#### Required task:
Copy out everything from the line with "of the gray" down to the line with "column 199, row 199", putting "coat" wherever "jacket" appears and leaving the rest unchanged.

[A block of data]
________________________

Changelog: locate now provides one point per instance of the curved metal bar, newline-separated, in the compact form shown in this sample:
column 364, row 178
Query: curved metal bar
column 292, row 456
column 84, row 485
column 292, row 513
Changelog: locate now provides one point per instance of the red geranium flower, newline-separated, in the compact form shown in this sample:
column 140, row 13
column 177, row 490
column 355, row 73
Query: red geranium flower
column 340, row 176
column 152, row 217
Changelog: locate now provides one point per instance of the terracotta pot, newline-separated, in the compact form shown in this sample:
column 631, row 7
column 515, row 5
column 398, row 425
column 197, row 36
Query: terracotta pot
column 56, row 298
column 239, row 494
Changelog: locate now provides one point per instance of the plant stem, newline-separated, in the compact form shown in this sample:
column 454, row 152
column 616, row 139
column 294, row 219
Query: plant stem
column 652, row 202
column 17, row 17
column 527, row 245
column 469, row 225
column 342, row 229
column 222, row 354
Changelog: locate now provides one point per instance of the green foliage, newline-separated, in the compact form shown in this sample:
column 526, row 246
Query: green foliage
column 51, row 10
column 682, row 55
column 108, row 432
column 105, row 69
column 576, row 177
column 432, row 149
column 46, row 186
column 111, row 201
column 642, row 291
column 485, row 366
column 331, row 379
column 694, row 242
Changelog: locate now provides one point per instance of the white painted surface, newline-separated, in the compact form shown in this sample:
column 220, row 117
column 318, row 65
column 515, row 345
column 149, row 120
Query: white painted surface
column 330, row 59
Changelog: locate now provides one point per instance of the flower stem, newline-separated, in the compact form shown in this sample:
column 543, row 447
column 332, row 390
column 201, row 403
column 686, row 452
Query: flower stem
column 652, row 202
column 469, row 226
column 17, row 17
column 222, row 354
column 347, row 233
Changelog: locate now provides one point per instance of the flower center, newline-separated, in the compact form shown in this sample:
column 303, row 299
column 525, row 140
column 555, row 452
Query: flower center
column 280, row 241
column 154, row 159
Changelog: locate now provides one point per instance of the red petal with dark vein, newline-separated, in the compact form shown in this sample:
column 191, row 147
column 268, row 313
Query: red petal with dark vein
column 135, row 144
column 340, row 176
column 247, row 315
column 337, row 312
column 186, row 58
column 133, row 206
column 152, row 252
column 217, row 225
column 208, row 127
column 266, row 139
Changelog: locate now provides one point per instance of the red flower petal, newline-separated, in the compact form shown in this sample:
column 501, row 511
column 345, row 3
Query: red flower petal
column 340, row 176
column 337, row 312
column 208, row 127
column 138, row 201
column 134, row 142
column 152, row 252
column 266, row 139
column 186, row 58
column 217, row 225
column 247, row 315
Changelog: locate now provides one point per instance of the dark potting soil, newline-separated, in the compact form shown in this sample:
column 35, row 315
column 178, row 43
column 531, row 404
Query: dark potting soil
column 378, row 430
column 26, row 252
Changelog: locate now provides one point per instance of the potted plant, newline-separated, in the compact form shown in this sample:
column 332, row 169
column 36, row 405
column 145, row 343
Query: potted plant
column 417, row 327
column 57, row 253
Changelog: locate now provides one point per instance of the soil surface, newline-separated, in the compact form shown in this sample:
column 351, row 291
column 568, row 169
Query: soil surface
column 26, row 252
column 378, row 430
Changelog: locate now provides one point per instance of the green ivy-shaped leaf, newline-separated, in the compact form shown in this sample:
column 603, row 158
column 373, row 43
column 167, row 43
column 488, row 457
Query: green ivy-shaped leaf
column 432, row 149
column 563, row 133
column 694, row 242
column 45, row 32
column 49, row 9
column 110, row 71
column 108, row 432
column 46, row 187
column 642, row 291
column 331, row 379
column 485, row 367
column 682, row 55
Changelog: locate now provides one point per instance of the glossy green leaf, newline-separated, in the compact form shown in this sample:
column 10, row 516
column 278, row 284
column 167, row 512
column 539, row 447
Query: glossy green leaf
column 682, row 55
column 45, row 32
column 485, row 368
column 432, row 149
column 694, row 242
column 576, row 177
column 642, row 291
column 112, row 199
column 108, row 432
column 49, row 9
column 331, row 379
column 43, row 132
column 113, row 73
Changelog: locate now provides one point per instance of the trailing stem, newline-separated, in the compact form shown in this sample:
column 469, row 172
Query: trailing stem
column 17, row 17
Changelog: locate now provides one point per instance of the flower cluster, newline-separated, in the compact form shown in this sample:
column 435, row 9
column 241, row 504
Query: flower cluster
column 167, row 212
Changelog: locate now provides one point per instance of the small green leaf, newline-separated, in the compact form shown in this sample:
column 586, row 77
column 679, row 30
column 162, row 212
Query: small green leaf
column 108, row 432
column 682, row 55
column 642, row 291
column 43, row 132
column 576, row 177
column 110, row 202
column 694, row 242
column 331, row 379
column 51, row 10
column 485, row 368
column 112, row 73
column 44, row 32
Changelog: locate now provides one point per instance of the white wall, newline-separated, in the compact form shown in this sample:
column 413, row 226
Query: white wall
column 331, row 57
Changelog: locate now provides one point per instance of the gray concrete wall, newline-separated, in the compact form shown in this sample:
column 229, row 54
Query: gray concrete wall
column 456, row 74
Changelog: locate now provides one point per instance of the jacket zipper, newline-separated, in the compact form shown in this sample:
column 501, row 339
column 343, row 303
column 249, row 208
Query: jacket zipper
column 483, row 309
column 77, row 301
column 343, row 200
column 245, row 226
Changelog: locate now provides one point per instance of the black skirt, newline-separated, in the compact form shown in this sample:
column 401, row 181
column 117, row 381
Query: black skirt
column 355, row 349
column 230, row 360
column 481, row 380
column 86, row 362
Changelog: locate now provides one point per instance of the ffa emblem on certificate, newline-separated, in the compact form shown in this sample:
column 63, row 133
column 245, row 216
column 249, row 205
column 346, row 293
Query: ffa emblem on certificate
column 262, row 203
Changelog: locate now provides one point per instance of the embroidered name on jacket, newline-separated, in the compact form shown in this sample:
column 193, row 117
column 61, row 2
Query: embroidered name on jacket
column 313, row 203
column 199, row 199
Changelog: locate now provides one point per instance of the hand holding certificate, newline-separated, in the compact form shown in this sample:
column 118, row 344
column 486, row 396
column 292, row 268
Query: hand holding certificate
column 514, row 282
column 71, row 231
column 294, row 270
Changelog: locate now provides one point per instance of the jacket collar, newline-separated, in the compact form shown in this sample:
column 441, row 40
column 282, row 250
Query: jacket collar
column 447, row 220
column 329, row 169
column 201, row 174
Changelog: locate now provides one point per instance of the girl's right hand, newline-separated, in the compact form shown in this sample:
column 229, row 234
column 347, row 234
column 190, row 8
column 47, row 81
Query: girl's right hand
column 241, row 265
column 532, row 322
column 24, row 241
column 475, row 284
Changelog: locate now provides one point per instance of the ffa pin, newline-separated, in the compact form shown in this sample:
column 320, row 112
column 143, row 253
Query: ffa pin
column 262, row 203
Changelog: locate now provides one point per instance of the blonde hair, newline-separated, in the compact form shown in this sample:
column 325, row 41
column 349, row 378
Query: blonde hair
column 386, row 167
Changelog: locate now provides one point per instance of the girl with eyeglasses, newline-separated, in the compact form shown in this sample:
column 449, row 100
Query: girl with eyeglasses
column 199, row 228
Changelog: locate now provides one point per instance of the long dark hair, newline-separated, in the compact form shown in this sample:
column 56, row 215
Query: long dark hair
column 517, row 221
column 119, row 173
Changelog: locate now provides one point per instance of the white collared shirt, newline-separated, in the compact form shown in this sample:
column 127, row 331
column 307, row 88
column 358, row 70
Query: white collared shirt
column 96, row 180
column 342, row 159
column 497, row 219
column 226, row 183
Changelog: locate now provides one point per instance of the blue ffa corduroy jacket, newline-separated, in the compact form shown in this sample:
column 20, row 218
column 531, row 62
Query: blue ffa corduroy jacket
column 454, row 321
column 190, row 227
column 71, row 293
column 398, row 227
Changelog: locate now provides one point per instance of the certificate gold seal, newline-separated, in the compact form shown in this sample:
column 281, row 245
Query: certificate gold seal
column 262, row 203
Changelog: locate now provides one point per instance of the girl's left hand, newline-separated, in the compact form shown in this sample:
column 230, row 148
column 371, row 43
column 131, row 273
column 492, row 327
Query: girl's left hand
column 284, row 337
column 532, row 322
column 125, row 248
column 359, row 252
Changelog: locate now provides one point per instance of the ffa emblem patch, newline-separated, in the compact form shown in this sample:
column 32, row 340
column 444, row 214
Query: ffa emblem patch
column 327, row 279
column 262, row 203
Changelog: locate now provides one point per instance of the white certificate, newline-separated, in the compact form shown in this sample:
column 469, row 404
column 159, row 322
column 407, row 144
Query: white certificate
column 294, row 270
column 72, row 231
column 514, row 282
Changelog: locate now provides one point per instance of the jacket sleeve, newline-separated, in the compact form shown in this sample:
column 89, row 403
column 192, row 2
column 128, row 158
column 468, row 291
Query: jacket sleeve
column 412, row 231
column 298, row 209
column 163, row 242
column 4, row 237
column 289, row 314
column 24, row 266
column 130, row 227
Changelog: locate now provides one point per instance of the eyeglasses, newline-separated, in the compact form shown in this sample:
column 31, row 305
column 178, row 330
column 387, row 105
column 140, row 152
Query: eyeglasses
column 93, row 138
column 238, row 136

________________________

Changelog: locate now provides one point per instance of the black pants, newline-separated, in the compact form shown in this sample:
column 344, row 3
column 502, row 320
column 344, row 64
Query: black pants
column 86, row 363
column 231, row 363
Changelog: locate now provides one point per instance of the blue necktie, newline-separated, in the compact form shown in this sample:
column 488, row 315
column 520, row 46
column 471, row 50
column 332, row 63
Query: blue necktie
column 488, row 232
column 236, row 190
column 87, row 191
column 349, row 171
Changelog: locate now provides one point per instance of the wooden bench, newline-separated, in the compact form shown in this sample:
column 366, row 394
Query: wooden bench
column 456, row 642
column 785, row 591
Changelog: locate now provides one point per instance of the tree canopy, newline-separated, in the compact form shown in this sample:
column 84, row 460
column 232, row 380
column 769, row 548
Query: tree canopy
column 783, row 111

________________________

#### Exercise output:
Changelog: locate now provides one point per instance of the gray concrete wall, newline-separated, in the compact form shown in this sample:
column 229, row 54
Query: gray concrete wall
column 456, row 74
Changelog: locate now provides one point per instance of the coat zipper, newline-separated, in the compact form shown in this sample:
column 501, row 339
column 343, row 303
column 249, row 208
Query: coat zipper
column 483, row 309
column 77, row 301
column 343, row 200
column 245, row 226
Changelog: locate now provides one point per instance of the black skirt, newline-separated, in the compact form shown in this sample:
column 401, row 181
column 117, row 381
Query: black skirt
column 355, row 349
column 230, row 360
column 481, row 380
column 86, row 362
Changelog: locate now provides one point per instance of the ffa emblem on certificate, newline-separated, in the compact form shown in this sample:
column 63, row 133
column 245, row 216
column 249, row 205
column 346, row 293
Query: ffa emblem on certificate
column 262, row 203
Changelog: locate now provides one point per instance of the embroidered name on coat, newline-separated, in the compact form shown in this sample:
column 193, row 117
column 61, row 2
Query: embroidered name on coat
column 313, row 203
column 199, row 199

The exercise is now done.